**Document extract:**
* * *
Irenosen Okojie’s first novel Butterfly Fish (2015) follows Joy, a photographer in London who inherits a cursed brass head and her grandfather’s diary, after the sudden death of her mother. Joy begins to discover a far more complex and tragic family history than she could ever have imagined – and keeps catching glimpses of a young Black woman who looks strangely familiar in the background of her photographs. Okojie’s writing twists and shifts the world as we know it, opening up realms of exhilarating and sometimes terrifying uncertainty. Her work is dizzyingly rich with symbolism, metaphor and startling narrative turns, undergirded by a deep understanding of human frailty and empathy for her characters.

 

Okojie’s darkly funny, tender and surprising short story collection, Speak Gigantular (2016) features two ghosts trapped on the London Underground, a young woman with epilepsy determined to solve the disappearance of her neighbour and an altruistic bank robber dressed as a big yellow bird. Characters faced with challenging situations like unemployment, grief or incarceration find themselves plunged into bizarre but revelatory experiences, including being rescued by statues or enlisting a helpful crocodile to eat disappointing men. In her second collection Nudibranch (2019), we meet characters ranging from a woman farmer raising a small boy who is part of a lethal secret experiment, a famous musician caught in an obsessive love affair with a possible murderer and a Black acrobat in nineteenth-century Prussia. ‘Grace Jones’, a story from Nudibranch that won the 2020 AKO Caine Prize for African Writing, introduces a young Grace Jones impersonator working at a raucous party; over the course of the evening, the reader slowly comes to understand how the death of her entire family in a terrible fire continues to emotionally sever her from other people.
* * *
**Dataset records:**
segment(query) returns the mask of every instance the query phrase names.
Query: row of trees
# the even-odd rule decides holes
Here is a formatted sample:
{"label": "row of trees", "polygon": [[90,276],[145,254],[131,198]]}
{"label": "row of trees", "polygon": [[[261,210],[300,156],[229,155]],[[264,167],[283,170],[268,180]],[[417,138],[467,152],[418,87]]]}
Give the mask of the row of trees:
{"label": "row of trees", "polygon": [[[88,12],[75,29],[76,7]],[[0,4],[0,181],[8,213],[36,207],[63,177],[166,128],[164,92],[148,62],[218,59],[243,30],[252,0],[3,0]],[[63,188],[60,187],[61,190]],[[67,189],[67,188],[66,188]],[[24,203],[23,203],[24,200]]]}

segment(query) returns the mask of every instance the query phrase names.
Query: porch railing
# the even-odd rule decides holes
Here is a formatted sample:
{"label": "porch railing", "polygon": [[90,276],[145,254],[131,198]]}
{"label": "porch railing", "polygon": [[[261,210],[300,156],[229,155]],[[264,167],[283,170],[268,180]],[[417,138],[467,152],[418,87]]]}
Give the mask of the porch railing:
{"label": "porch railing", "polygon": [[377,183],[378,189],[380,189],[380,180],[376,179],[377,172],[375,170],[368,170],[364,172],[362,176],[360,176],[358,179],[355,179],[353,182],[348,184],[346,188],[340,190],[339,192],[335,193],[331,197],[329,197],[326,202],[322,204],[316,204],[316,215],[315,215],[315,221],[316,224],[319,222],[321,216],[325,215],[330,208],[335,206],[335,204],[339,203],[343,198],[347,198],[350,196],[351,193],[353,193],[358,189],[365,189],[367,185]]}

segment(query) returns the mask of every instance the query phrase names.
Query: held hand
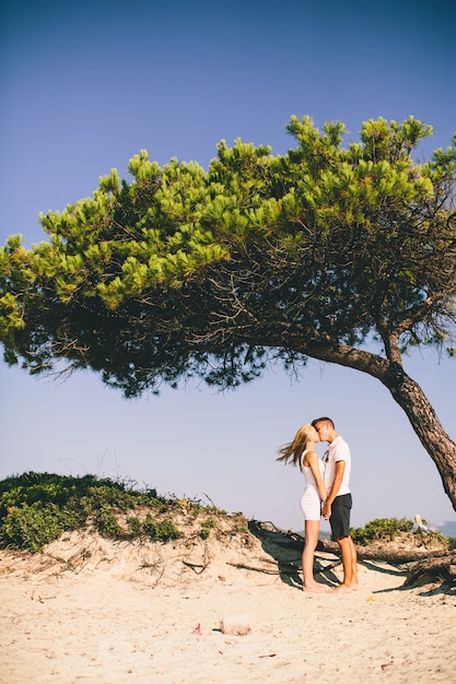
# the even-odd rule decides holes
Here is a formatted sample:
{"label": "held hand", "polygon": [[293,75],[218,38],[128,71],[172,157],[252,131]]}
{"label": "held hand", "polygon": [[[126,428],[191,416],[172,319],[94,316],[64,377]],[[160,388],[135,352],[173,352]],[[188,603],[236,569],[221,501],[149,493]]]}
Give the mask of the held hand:
{"label": "held hand", "polygon": [[331,517],[331,506],[330,506],[330,504],[324,504],[323,505],[321,516],[325,518],[325,520],[329,520],[329,518]]}

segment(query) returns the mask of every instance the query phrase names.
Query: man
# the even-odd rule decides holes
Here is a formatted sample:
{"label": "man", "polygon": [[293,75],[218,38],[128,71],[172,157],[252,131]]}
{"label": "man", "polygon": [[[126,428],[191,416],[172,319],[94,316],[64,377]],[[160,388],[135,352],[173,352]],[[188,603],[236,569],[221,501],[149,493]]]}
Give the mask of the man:
{"label": "man", "polygon": [[321,515],[329,520],[332,541],[340,546],[343,566],[343,581],[334,587],[331,592],[342,593],[358,589],[356,550],[350,536],[350,510],[352,498],[350,492],[350,449],[336,432],[331,418],[321,417],[312,422],[320,441],[327,441],[328,458],[325,470],[325,485],[328,497],[323,506]]}

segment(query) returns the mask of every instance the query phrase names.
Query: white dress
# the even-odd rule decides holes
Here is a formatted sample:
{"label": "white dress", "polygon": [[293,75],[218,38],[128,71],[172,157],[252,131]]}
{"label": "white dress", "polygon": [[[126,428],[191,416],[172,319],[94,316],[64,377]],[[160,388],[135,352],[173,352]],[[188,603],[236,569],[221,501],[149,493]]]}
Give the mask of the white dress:
{"label": "white dress", "polygon": [[[311,449],[306,449],[301,456],[301,470],[303,471],[305,480],[305,488],[304,494],[301,497],[300,507],[304,516],[304,520],[319,520],[321,517],[321,503],[317,483],[315,482],[311,468],[308,465],[303,465],[304,456],[307,451],[311,451]],[[323,477],[325,473],[325,463],[321,459],[318,459],[318,468]]]}

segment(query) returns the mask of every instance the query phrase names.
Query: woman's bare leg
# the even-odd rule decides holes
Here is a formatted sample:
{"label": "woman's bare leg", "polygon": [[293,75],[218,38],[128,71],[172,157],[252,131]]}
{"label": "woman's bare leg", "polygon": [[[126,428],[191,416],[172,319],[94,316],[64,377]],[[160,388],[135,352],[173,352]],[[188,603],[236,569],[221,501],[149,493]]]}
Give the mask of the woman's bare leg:
{"label": "woman's bare leg", "polygon": [[314,555],[318,543],[319,520],[305,521],[305,543],[303,551],[303,590],[324,592],[327,588],[314,579]]}

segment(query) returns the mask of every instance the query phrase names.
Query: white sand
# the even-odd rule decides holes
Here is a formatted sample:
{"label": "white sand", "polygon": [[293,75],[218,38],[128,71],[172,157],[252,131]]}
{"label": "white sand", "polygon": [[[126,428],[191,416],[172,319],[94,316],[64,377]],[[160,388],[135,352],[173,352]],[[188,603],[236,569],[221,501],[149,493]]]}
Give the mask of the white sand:
{"label": "white sand", "polygon": [[[454,587],[401,589],[404,573],[365,563],[359,591],[307,594],[257,540],[198,542],[194,567],[165,546],[72,534],[33,558],[1,552],[0,682],[456,682]],[[237,617],[250,632],[223,634]]]}

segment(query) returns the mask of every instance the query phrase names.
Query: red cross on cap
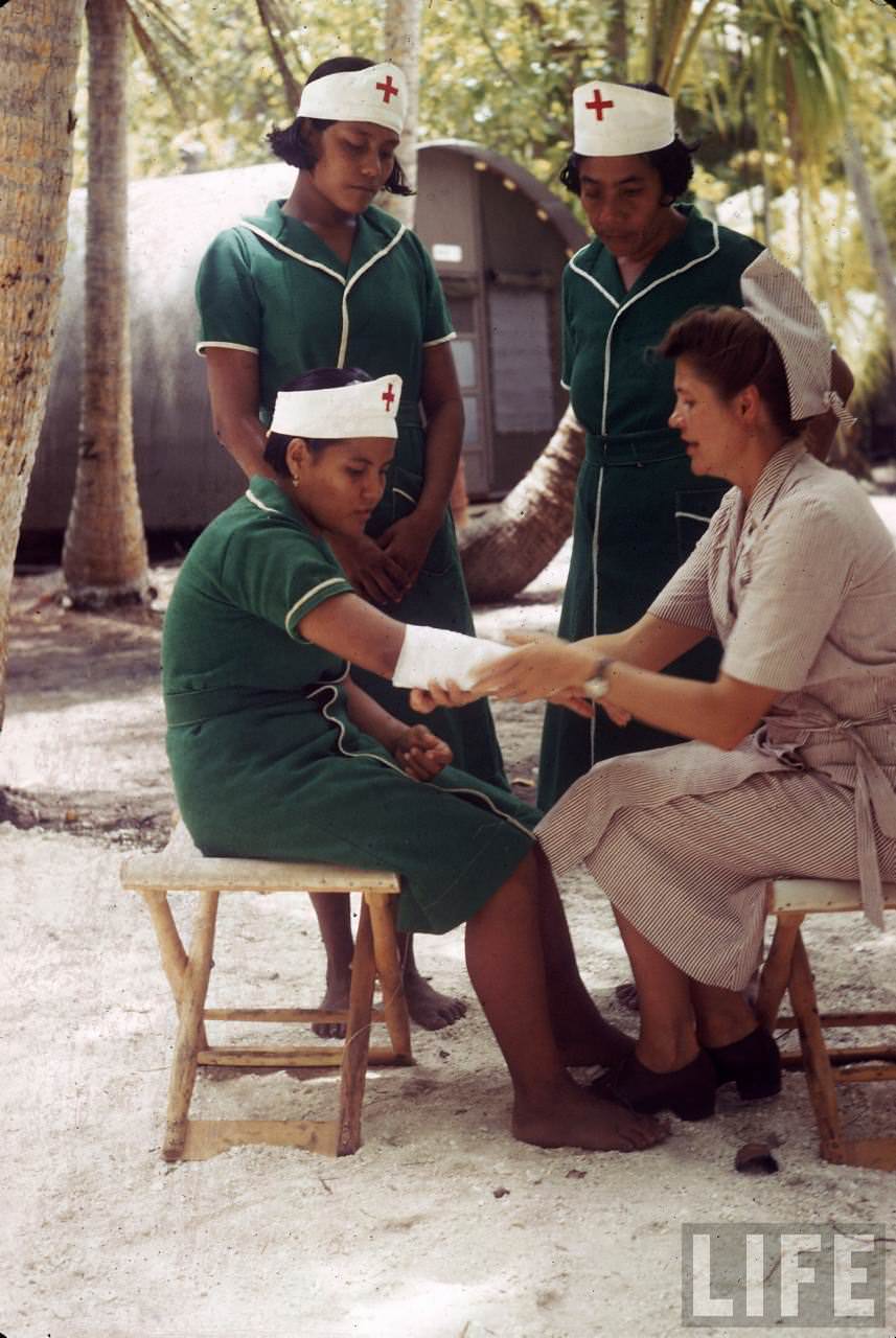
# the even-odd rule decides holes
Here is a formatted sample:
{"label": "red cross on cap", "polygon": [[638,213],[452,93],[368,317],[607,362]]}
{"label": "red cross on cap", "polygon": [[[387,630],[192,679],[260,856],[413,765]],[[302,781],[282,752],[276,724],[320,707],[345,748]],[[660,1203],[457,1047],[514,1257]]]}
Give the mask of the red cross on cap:
{"label": "red cross on cap", "polygon": [[389,106],[389,100],[399,95],[399,86],[392,83],[392,75],[385,76],[385,83],[377,84],[377,88],[382,92],[382,100]]}
{"label": "red cross on cap", "polygon": [[[377,84],[377,88],[378,87],[380,86]],[[600,90],[595,88],[594,102],[586,102],[586,107],[588,108],[588,111],[594,111],[594,115],[596,116],[598,120],[603,120],[604,107],[615,107],[615,102],[604,102],[603,98],[600,96]]]}

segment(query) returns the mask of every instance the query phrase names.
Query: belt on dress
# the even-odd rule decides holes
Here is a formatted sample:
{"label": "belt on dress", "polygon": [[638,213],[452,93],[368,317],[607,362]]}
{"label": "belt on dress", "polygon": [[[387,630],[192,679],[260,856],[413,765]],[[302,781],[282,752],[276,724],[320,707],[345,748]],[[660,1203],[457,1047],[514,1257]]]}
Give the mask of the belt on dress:
{"label": "belt on dress", "polygon": [[[861,906],[877,929],[884,927],[884,888],[880,875],[880,858],[875,840],[875,819],[885,836],[896,840],[896,791],[887,779],[884,768],[859,733],[863,725],[879,725],[896,721],[896,706],[885,706],[872,716],[841,720],[833,710],[817,704],[820,714],[829,717],[821,724],[800,717],[788,717],[786,723],[772,716],[765,723],[764,736],[774,748],[781,743],[833,743],[845,740],[855,751],[856,765],[856,836],[859,855],[859,886]],[[790,737],[796,735],[798,737]],[[814,736],[810,740],[806,735]]]}
{"label": "belt on dress", "polygon": [[586,432],[584,458],[591,464],[642,466],[685,456],[678,432],[654,428],[649,432]]}

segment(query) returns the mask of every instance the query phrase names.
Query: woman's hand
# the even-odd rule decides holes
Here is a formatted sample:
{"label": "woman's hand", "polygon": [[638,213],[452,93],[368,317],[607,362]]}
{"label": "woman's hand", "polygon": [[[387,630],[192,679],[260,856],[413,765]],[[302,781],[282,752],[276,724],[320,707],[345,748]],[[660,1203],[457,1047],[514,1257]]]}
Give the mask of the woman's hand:
{"label": "woman's hand", "polygon": [[416,511],[403,516],[384,530],[376,541],[393,562],[401,567],[405,593],[417,583],[420,567],[423,566],[429,546],[435,538],[432,524]]}
{"label": "woman's hand", "polygon": [[366,534],[328,534],[326,539],[354,589],[370,603],[399,603],[413,585],[404,567]]}
{"label": "woman's hand", "polygon": [[392,756],[415,780],[432,780],[451,764],[453,753],[425,725],[408,725],[392,745]]}
{"label": "woman's hand", "polygon": [[472,692],[464,692],[463,688],[459,688],[449,678],[444,688],[439,682],[431,682],[428,688],[412,688],[409,700],[412,710],[416,710],[421,716],[428,716],[437,706],[467,706],[471,701],[479,701],[484,696],[485,693],[479,688]]}
{"label": "woman's hand", "polygon": [[[539,697],[554,701],[570,693],[583,696],[582,688],[595,668],[592,650],[544,633],[508,633],[506,640],[520,649],[487,665],[473,684],[476,693],[485,692],[500,700],[512,697],[515,701],[536,701]],[[562,705],[568,702],[564,700]]]}

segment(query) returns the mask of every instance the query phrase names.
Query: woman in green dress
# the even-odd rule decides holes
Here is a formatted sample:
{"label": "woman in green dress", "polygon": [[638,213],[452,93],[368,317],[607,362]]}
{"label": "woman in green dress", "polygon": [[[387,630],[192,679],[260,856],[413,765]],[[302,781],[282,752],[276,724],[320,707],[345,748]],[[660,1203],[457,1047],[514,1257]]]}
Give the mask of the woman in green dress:
{"label": "woman in green dress", "polygon": [[[559,634],[570,641],[631,626],[706,531],[727,484],[693,478],[669,416],[673,371],[651,359],[674,320],[695,306],[744,305],[741,277],[764,250],[679,197],[691,151],[658,84],[594,80],[574,92],[575,140],[562,179],[582,199],[595,240],[563,276],[563,383],[586,431],[572,561]],[[834,355],[834,389],[852,379]],[[812,429],[822,458],[832,413]],[[703,645],[669,666],[711,681],[718,652]],[[677,743],[639,721],[615,724],[547,706],[539,805],[551,808],[606,757]]]}
{"label": "woman in green dress", "polygon": [[[543,1147],[634,1151],[653,1120],[596,1100],[566,1065],[630,1048],[575,965],[538,812],[451,765],[451,749],[352,681],[392,677],[405,628],[358,598],[325,534],[360,535],[396,447],[397,376],[325,369],[281,396],[273,478],[199,535],[164,625],[169,756],[207,855],[397,870],[399,927],[467,921],[471,981],[514,1084],[512,1128]],[[353,672],[353,670],[352,670]]]}
{"label": "woman in green dress", "polygon": [[[449,341],[451,318],[427,250],[373,203],[380,190],[408,194],[396,161],[404,75],[357,56],[318,66],[294,122],[273,131],[273,151],[301,169],[288,199],[221,233],[197,281],[198,351],[207,360],[215,431],[247,476],[270,476],[265,428],[277,391],[316,367],[397,372],[399,446],[382,499],[362,533],[332,535],[356,590],[393,618],[472,634],[469,599],[448,498],[463,435],[463,403]],[[425,428],[421,419],[425,413]],[[373,674],[358,681],[411,721],[408,694]],[[464,771],[504,785],[485,702],[441,712],[432,728]],[[321,898],[328,954],[324,1006],[348,998],[352,934],[348,902]],[[419,974],[411,950],[411,1016],[428,1028],[464,1012]],[[340,1028],[321,1024],[321,1034]]]}

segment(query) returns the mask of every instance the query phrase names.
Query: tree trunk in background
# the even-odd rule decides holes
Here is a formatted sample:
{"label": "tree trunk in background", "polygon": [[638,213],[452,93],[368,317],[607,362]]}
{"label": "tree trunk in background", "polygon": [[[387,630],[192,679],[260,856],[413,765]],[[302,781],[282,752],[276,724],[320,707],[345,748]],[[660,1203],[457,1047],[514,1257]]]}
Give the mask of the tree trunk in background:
* * *
**Stated exercise:**
Write the next part of the text about Irenosen Okojie's fiction, starting after its last sentence. The lines have no connection to the text about Irenosen Okojie's fiction.

**Response below:**
 

Okojie’s family come from the city of Uromi in Edo State, Benin, a part of Nigeria which once formed the flourishing royal capital of the Edo Kingdom, a rich historical lineage that has inspired Okojie’s writing. Born in Nigeria, she moved to England aged eight and attended school in Norfolk and London. Okojie is a polymath: in addition to writing prose, she works in film, theatre, visual art and poetry. As well as coordinating numerous theatre projects, Okojie is the creator of ‘Black Joy’ (2019), a short film on the importance of Black creativity and pleasure in film, music and literature for BBC Ideas. She was awarded an MBE for her services to literature in June 2021.

 

Okojie is a warm, erudite and expansive conversationalist, with a wry sense of humour. She was so enjoyable to talk to that I didn’t notice over two hours had passed, and the interview only concluded at the request of her pet beagle, Gogo, who needed to be let outside.

 

Q

The White Review

— I recently had the pleasure of re-reading Speak Gigantular and Nudibranch. Both crackle with magic, and I noticed that they both also open with very short stories. ‘Gunk’, in Speak Gigantular, is a nihilistic, defiant pep talk to a heartbroken man alone in the city, instructing him, ‘Son, this is the skin I’m leaving you with / This is how to wear it comfortably. / This is how to camouflage when you need to.’ Meanwhile, ‘Logarithm’ in Nudibranch conjures an enigmatic, flickering world with a simple formula: ‘Here is a crease. Here is a murmur.’ When you were writing and ordering the collections, did they feel like incantations to you?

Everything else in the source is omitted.